_BRIEF_
Using the data below, copy out all lines with the word "rough".

(Stored records)
——

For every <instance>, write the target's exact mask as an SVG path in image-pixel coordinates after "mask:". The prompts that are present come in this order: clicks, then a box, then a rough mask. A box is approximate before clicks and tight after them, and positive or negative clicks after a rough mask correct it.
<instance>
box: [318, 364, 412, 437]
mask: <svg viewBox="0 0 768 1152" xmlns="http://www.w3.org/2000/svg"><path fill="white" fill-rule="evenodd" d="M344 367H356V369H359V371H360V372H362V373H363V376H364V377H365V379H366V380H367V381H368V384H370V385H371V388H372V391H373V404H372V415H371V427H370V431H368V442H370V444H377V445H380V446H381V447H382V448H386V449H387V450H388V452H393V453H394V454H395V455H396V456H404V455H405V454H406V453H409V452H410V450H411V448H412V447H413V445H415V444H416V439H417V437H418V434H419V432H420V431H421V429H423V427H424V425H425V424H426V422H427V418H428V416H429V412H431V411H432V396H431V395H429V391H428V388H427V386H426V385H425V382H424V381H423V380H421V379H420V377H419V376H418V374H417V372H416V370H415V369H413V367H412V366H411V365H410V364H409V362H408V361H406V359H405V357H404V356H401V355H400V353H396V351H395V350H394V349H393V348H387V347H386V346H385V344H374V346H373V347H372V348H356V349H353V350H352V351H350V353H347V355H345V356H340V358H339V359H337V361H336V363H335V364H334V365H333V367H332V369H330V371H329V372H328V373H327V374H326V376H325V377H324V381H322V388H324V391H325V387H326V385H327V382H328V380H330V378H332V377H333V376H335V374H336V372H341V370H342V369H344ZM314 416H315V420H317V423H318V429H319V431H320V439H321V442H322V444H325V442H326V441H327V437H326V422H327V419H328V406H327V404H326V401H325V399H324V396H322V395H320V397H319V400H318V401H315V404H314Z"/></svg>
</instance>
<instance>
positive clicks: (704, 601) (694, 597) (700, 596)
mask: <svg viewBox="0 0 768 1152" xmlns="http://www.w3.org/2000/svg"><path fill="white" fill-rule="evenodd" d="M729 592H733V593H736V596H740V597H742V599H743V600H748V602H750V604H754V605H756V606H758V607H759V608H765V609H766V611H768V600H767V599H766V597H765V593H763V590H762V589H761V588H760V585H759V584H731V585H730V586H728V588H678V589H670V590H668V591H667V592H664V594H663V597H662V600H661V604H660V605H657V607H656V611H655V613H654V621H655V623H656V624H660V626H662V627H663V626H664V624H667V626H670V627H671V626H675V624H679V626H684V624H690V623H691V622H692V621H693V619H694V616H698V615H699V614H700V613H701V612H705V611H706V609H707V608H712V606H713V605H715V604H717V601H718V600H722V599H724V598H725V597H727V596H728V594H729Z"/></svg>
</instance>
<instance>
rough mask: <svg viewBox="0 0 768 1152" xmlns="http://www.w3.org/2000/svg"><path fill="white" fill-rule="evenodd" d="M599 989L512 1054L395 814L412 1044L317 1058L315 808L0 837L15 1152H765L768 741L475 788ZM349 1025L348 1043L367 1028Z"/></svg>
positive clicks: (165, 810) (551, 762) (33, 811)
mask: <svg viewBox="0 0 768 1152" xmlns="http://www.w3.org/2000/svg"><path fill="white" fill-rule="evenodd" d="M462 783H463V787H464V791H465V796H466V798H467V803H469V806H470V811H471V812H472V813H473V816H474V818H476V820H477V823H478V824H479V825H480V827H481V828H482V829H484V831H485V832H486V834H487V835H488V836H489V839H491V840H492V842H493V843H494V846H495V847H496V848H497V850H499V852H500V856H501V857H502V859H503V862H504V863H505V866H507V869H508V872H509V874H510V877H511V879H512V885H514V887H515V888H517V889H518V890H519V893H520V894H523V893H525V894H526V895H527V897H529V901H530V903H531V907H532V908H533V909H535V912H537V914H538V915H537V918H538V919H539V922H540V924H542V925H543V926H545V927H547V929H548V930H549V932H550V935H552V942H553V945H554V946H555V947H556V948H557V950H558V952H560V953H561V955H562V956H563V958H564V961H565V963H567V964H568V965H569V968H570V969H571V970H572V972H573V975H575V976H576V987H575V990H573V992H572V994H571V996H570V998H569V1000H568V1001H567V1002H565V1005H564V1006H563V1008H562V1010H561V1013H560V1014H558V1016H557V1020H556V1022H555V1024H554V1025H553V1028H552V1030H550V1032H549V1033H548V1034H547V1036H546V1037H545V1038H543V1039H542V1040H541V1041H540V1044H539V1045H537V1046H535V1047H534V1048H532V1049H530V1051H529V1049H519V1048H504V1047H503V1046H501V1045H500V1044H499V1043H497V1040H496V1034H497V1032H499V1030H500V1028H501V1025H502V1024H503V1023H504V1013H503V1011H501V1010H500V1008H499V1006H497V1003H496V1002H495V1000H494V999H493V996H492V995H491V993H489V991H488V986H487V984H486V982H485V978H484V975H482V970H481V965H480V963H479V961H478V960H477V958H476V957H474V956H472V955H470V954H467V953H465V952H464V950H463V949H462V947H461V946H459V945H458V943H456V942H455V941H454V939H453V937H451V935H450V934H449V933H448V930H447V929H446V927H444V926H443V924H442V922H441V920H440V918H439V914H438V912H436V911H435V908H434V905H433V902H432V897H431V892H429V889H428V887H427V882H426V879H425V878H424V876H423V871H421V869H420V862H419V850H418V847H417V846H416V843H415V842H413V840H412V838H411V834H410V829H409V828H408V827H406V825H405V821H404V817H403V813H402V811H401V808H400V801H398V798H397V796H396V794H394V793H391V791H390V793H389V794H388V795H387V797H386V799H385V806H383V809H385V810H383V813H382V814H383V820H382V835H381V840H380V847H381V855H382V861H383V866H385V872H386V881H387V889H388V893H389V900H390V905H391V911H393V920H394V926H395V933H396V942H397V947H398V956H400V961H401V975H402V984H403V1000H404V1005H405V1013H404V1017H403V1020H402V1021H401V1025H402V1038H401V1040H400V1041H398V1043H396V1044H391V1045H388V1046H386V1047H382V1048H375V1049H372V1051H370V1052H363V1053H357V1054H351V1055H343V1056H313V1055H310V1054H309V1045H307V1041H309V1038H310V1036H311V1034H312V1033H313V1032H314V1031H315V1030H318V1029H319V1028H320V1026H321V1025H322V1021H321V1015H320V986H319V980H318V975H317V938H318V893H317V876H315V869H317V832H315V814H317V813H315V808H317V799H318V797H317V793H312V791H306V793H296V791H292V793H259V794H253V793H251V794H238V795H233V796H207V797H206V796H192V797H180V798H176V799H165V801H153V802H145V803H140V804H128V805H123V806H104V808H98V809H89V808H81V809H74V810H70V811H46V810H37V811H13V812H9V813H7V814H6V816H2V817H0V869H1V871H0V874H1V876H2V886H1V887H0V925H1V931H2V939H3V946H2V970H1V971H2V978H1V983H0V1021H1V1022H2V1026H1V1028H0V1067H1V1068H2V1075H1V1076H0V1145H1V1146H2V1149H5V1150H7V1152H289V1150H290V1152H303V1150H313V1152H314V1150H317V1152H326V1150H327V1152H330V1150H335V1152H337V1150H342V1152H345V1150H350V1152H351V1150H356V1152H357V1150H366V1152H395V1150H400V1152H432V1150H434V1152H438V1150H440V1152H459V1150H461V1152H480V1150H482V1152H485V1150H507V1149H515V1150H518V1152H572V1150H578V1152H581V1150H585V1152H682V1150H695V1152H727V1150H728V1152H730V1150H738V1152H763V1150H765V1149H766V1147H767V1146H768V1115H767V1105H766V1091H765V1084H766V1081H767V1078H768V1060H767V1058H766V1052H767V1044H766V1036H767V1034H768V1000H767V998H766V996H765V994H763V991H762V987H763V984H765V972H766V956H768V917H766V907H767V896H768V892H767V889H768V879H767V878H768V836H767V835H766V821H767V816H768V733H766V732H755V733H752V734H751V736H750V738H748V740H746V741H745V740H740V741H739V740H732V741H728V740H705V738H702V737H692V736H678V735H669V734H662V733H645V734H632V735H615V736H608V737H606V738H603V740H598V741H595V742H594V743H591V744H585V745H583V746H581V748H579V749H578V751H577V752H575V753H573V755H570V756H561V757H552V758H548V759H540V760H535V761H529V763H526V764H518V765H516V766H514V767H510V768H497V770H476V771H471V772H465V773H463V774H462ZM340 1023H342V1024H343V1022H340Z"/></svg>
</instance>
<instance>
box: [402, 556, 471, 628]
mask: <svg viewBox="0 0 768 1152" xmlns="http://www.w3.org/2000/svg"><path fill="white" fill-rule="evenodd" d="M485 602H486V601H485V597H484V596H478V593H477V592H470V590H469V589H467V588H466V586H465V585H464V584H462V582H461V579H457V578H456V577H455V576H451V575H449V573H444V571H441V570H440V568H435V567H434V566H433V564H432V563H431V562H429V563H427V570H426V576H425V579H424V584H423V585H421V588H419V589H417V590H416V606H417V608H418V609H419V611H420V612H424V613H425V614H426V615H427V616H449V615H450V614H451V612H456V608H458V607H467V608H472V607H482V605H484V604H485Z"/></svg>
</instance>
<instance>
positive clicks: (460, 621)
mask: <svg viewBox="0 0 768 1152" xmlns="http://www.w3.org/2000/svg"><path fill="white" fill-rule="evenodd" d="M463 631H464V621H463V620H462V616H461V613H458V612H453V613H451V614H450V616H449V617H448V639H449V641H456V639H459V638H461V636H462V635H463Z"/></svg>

——

_RESPONSE_
For every <instance>, write the target's exact mask as an SVG path in image-pixel coordinates after "mask:". The prompts that are present come in this order: clicks, then a box, then a rough mask. A box is approximate before clicks and tight after them, and positive or negative clicks after a rough mask correct it.
rough mask: <svg viewBox="0 0 768 1152" xmlns="http://www.w3.org/2000/svg"><path fill="white" fill-rule="evenodd" d="M599 989L512 1054L395 814L412 1044L317 1058L315 808L0 837L15 1152H765L768 741L475 788ZM349 1025L348 1043L367 1028Z"/></svg>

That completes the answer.